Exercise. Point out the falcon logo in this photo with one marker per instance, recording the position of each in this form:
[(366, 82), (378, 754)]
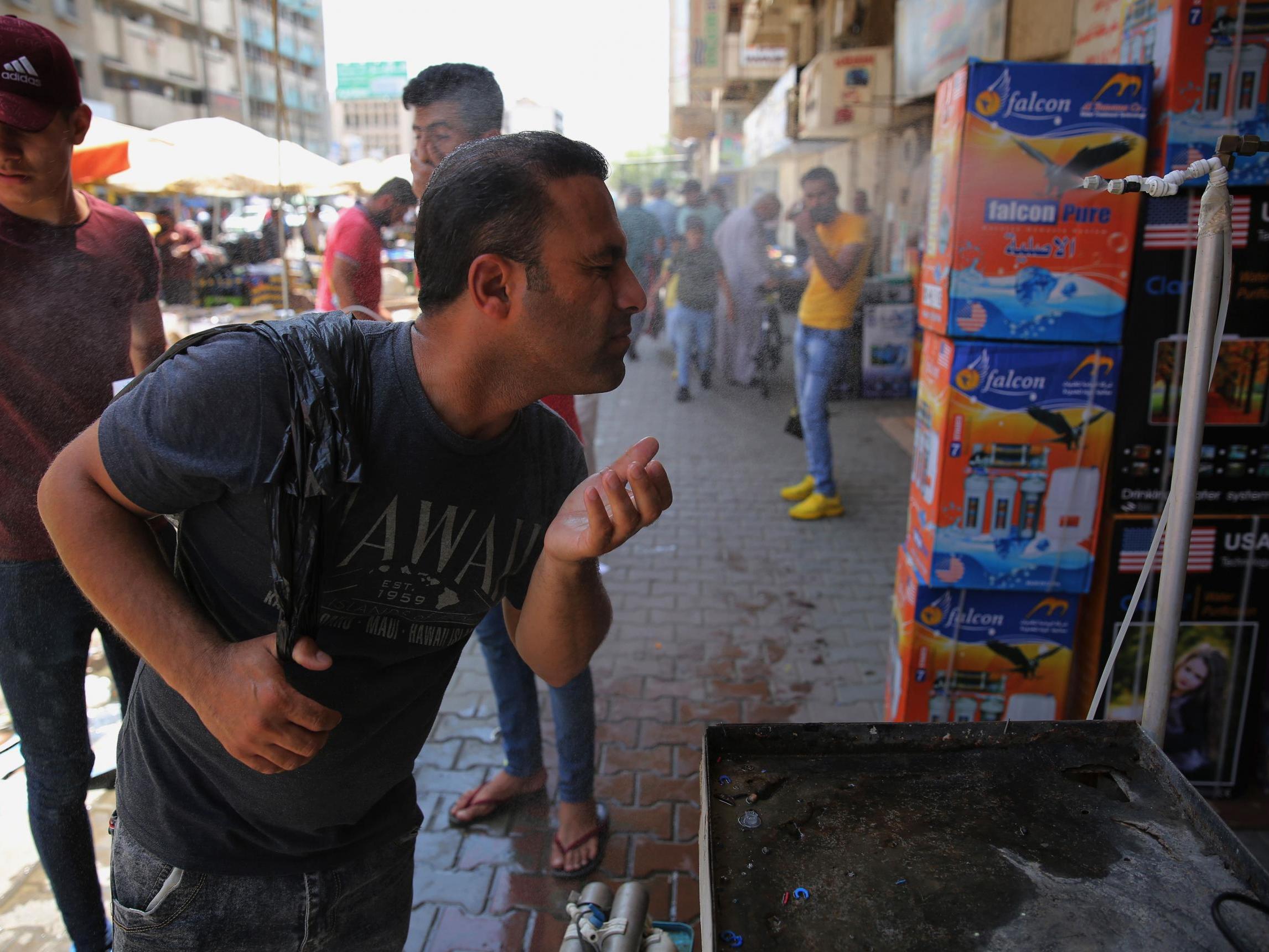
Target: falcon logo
[(988, 103), (1121, 80), (1050, 606), (20, 71), (1098, 362), (967, 379)]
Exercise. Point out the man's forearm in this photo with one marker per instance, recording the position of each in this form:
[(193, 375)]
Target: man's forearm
[(565, 619), (112, 556), (830, 268)]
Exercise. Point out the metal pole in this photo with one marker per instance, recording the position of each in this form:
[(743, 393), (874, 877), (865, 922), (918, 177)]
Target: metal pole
[(282, 214), (1205, 308)]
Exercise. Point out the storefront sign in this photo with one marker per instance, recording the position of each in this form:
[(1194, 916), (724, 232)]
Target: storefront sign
[(767, 128), (933, 38), (370, 80), (763, 56), (846, 94), (707, 27)]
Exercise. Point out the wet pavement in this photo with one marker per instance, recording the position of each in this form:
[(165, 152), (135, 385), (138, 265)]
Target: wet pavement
[(725, 611)]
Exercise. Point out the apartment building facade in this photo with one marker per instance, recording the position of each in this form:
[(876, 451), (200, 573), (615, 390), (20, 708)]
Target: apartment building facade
[(149, 63)]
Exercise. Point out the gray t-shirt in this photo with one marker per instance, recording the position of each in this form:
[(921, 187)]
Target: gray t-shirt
[(441, 530)]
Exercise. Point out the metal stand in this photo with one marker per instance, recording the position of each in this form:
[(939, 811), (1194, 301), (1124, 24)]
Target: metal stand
[(1200, 348)]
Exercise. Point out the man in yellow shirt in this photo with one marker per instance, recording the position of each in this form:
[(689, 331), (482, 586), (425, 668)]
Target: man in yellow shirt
[(838, 244)]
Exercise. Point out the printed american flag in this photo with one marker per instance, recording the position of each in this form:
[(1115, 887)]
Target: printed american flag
[(1173, 221), (971, 318), (1136, 546)]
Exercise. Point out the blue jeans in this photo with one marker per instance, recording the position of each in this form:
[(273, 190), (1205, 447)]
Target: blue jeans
[(693, 333), (363, 904), (45, 630), (817, 357), (517, 692)]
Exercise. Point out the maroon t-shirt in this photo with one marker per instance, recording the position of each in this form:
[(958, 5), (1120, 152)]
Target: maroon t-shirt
[(66, 297)]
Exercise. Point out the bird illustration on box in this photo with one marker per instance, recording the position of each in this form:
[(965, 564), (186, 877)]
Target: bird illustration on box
[(1068, 436), (1078, 167), (1023, 665)]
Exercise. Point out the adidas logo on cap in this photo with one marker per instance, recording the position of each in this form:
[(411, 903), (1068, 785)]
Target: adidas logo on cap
[(20, 71)]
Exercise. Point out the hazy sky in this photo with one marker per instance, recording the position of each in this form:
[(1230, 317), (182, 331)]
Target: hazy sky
[(603, 63)]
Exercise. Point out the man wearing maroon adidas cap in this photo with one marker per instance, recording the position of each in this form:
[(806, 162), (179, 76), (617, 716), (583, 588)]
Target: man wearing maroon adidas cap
[(78, 310)]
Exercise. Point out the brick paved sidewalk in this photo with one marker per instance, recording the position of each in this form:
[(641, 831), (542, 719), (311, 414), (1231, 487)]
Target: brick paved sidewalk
[(725, 611)]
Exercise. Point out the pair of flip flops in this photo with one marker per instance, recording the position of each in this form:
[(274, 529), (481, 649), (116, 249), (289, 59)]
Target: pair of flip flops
[(599, 832)]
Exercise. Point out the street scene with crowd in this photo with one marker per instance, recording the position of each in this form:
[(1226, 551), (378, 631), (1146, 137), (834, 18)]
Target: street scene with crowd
[(437, 520)]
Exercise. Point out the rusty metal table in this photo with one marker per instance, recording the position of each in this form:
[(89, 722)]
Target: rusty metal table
[(1023, 836)]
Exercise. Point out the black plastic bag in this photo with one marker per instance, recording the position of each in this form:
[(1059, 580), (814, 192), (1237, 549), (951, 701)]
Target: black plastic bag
[(329, 381)]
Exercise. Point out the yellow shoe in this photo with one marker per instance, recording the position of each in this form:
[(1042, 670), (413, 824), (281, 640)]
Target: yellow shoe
[(799, 491), (817, 507)]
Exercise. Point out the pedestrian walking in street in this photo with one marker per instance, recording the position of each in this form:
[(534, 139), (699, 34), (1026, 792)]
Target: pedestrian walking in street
[(742, 241), (351, 280), (79, 309), (838, 243), (695, 204), (701, 284), (470, 496), (175, 243), (666, 215), (449, 102), (718, 200), (645, 244), (665, 211)]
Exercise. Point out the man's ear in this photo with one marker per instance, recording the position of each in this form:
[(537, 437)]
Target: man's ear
[(490, 282), (79, 122)]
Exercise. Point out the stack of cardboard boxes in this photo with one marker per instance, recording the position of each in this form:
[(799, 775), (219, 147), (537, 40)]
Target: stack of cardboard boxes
[(1023, 293)]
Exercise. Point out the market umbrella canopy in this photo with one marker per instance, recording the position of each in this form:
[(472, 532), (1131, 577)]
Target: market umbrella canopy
[(369, 174), (112, 148), (217, 157)]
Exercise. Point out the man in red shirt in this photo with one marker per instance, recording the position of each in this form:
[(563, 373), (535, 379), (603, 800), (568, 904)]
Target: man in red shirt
[(175, 240), (78, 310), (349, 278)]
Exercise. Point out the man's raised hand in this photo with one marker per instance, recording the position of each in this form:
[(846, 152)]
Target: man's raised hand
[(611, 505)]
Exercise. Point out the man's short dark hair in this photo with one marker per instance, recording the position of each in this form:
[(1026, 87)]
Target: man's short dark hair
[(474, 88), (397, 189), (490, 197), (821, 174)]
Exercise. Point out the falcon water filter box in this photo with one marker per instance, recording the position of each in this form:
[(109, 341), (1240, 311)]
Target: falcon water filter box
[(1210, 79), (1017, 250), (1011, 449), (975, 655)]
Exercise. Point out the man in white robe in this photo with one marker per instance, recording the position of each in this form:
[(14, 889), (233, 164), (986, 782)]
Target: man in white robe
[(742, 241)]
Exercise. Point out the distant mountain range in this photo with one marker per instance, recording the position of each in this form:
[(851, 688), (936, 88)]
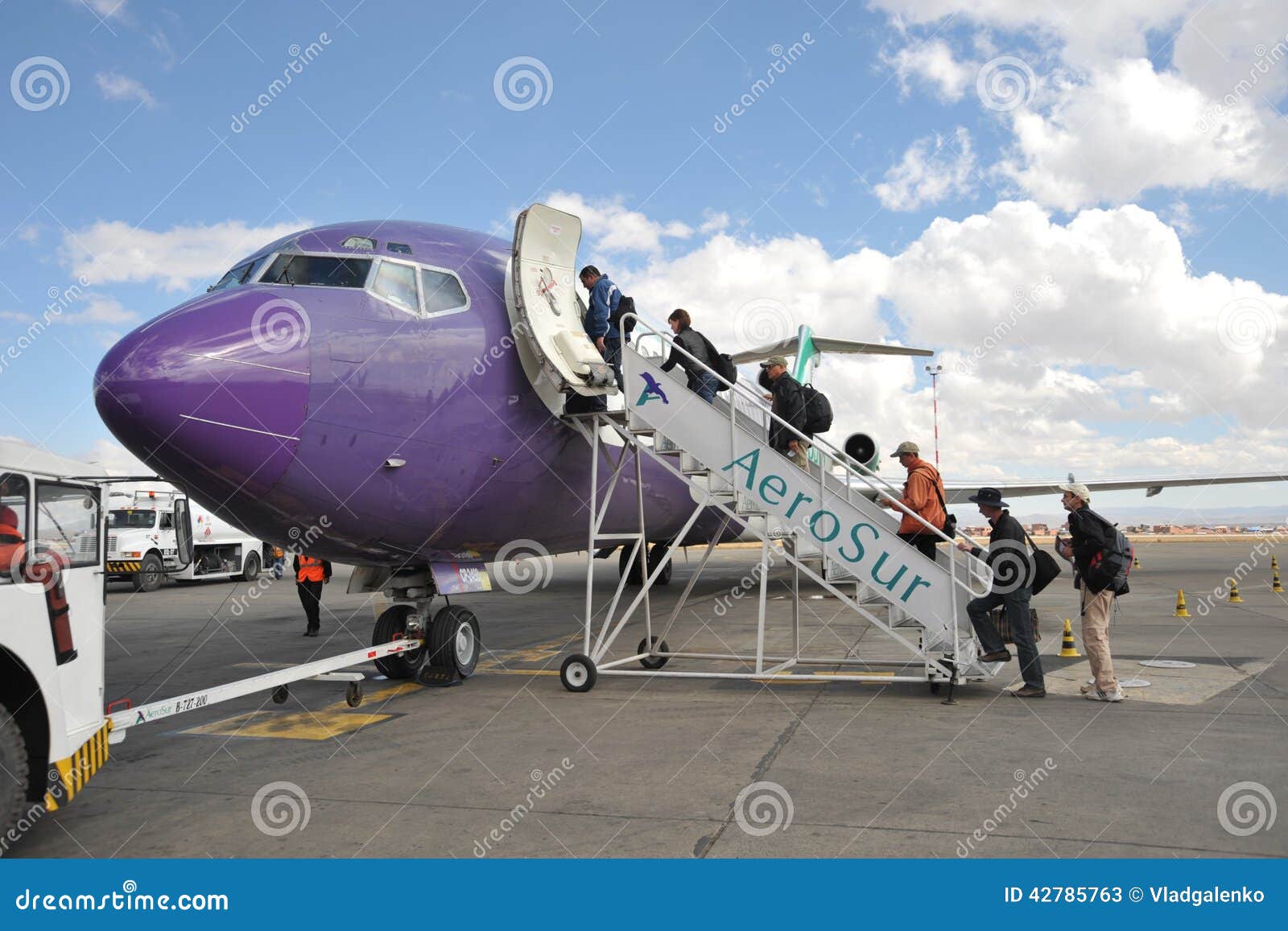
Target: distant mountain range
[(1243, 517)]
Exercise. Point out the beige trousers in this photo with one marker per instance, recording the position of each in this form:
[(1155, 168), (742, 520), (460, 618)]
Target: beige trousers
[(1096, 611)]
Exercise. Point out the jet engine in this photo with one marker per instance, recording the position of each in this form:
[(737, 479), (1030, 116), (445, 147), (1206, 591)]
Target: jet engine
[(863, 450)]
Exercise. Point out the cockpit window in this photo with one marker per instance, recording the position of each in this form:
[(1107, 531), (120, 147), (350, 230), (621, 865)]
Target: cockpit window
[(397, 282), (319, 270), (444, 291), (232, 277)]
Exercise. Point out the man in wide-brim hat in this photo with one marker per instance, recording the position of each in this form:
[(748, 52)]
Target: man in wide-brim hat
[(1013, 579)]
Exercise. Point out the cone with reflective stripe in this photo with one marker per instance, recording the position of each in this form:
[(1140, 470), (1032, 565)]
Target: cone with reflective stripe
[(1067, 647)]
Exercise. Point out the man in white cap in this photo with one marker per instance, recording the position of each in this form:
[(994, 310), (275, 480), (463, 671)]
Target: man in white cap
[(924, 496), (1092, 536)]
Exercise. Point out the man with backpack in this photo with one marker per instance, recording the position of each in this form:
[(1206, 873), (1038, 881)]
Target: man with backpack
[(1013, 589), (923, 495), (789, 405), (1101, 558), (603, 319), (701, 381)]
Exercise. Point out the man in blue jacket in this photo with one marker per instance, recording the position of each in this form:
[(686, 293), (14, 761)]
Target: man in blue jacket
[(603, 303)]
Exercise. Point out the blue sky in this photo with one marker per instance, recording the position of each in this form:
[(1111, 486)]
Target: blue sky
[(151, 174)]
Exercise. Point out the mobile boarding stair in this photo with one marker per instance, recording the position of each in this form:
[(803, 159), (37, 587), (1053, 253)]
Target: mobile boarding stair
[(828, 519)]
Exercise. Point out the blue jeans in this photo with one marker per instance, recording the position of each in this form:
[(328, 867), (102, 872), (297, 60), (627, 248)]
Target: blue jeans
[(613, 357), (705, 385), (1022, 628)]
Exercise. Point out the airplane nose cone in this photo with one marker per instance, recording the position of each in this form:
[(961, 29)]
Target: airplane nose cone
[(216, 392)]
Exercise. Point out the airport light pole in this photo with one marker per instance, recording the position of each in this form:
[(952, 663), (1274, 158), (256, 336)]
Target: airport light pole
[(934, 393)]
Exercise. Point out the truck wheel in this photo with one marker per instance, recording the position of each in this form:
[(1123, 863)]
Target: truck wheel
[(390, 626), (250, 572), (150, 575), (13, 772)]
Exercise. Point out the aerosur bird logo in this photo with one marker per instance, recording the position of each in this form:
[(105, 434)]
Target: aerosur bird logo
[(650, 390)]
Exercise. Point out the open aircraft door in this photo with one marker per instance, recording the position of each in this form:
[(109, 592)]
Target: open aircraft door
[(545, 309)]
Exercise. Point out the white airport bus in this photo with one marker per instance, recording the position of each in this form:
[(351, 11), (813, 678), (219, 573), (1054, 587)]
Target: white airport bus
[(142, 546), (55, 727)]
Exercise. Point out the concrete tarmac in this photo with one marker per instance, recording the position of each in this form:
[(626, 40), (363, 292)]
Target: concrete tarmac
[(513, 765)]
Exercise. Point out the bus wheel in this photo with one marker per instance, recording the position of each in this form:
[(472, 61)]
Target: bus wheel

> **Task brief**
Render the records, from their first line through the line containing "[(565, 619), (112, 556), (830, 268)]" (both included), as a Markdown table with the columns Idx and Text, giving each line its own numbered row. Omit blank lines and leave out the pictures.

> **In response**
| Idx | Text |
|---|---|
| 1 | Exercise. Point out the falcon logo in this photo with one marker per instance, recording the position of each in this form: |
| 2 | [(366, 82), (378, 754)] |
| 3 | Target: falcon logo |
| 4 | [(988, 103), (1121, 80), (1050, 606), (20, 71), (1098, 362), (967, 379)] |
| 5 | Exercise. Point out the man's forearm in this photo with one marker per instance, recording the position of each in this form: |
| 6 | [(193, 375)] |
| 7 | Target: man's forearm |
| 8 | [(565, 619), (112, 556), (830, 268)] |